Textauszug:
↓
Ob ein Landesverband ausreichend informiert, ist ziemlich egal. Auch wenn er überhaupt nichts zur Fusion weiterleitet oder veröffentlicht, verstösst er gegen keine Pflichten und kein Vereinsrecht.
In der Regel haben die LVs von ihren Mitgliedsvereinen sich aber schon vorher die Vollmacht für ihr Vorgehen durch ihre JHVs gesichert.

Du kannst sichergehen, dass hier von beiden Seiten, VDSF/DAV; keine formellen Fehler gemacht werden. Auch wird alles im Sinne des BGBs, daraus kommt das was als Vereinsrecht bezeichnet wird, genauestens geprüft. Auf Knackpunkte würden ansonsten schon zu viele warten.

Rege Dich bitte nicht weiter darüber auf.
Dieses Vorgehen war schon jahrzehnte lang so und bislang hat sich kein Schwein daran gestört.

Und es wird sich weiterhin auch daran nichts ändern!


----------



## Thomas9904 (26. September 2012)
↑
Datensätze mit Punktangaben zu benannten Objekten:
↓
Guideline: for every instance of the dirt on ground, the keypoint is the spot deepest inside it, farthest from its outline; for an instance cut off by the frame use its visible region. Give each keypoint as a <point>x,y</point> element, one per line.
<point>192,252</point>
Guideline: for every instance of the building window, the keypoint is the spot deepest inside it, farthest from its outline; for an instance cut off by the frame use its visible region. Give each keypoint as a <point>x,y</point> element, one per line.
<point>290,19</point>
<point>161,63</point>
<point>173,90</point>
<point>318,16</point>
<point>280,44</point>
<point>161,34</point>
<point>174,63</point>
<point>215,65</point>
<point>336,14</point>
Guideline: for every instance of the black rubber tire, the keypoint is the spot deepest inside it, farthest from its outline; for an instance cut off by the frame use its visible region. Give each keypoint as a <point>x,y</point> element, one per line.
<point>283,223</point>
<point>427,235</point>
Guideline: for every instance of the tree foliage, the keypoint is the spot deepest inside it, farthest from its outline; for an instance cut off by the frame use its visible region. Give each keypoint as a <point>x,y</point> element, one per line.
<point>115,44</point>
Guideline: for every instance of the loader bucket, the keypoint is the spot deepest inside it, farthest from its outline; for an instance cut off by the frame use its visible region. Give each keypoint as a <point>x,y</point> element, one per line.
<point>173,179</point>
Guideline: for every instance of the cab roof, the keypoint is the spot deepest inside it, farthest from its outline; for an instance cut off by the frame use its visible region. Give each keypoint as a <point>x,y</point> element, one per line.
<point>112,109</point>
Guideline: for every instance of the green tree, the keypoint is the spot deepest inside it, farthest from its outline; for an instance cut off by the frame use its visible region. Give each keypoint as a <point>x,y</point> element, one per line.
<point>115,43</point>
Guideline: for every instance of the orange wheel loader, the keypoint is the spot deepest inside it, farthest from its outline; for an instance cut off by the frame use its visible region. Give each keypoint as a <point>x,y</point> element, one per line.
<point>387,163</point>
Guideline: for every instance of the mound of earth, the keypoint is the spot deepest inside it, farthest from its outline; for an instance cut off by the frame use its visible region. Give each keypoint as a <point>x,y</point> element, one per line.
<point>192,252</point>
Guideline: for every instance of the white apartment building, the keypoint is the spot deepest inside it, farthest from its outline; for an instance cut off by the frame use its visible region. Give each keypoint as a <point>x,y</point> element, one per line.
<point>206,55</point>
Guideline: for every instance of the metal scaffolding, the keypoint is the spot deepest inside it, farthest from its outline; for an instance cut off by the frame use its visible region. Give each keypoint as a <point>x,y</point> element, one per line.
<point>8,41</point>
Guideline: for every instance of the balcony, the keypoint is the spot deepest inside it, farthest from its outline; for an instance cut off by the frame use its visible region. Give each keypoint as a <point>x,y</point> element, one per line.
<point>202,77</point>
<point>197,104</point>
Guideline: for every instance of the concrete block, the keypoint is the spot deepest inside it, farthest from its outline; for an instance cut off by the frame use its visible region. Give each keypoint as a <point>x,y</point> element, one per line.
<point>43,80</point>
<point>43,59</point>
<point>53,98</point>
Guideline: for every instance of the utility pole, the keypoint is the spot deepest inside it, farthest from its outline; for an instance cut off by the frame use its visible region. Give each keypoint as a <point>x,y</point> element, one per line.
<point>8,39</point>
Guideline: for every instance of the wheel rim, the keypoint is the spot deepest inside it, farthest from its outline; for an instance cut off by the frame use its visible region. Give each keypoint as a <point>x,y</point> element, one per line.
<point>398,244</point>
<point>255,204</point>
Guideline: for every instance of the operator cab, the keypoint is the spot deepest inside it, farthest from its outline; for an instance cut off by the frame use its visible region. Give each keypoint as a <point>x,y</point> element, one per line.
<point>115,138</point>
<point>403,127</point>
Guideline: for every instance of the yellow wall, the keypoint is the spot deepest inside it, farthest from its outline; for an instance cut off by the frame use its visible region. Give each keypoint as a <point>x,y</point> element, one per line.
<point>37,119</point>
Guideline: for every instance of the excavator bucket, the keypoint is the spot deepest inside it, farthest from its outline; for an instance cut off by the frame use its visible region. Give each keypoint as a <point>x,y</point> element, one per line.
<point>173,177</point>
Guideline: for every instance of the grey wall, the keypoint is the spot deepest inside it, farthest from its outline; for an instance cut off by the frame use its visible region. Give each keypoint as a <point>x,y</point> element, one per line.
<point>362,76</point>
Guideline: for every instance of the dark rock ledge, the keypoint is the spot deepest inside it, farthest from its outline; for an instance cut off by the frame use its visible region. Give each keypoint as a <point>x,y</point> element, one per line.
↑
Aufgaben:
(a) Welche Abkürzungen kommen im Textauszug über die Fusion vor? Führe alle auf.
(b) Gib die Zeilen der Datensätze vom Anfang bis einschließlich der Zeile mit „<point>336,14</point>“ als JSON-Liste von Strings wieder, eine pro Zeile und ohne Leerzeilen.
Die Datensätze haben mit dem Textauszug nichts zu tun.

Lösungen:
(a) LVs, JHVs, VDSF, DAV, BGBs

(b)
[
  "Guideline: for every instance of the dirt on ground, the keypoint is the spot deepest inside it, farthest from its outline; for an instance cut off by the frame use its visible region. Give each keypoint as a <point>x,y</point> element, one per line.",
  "<point>192,252</point>",
  "Guideline: for every instance of the building window, the keypoint is the spot deepest inside it, farthest from its outline; for an instance cut off by the frame use its visible region. Give each keypoint as a <point>x,y</point> element, one per line.",
  "<point>290,19</point>",
  "<point>161,63</point>",
  "<point>173,90</point>",
  "<point>318,16</point>",
  "<point>280,44</point>",
  "<point>161,34</point>",
  "<point>174,63</point>",
  "<point>215,65</point>",
  "<point>336,14</point>"
]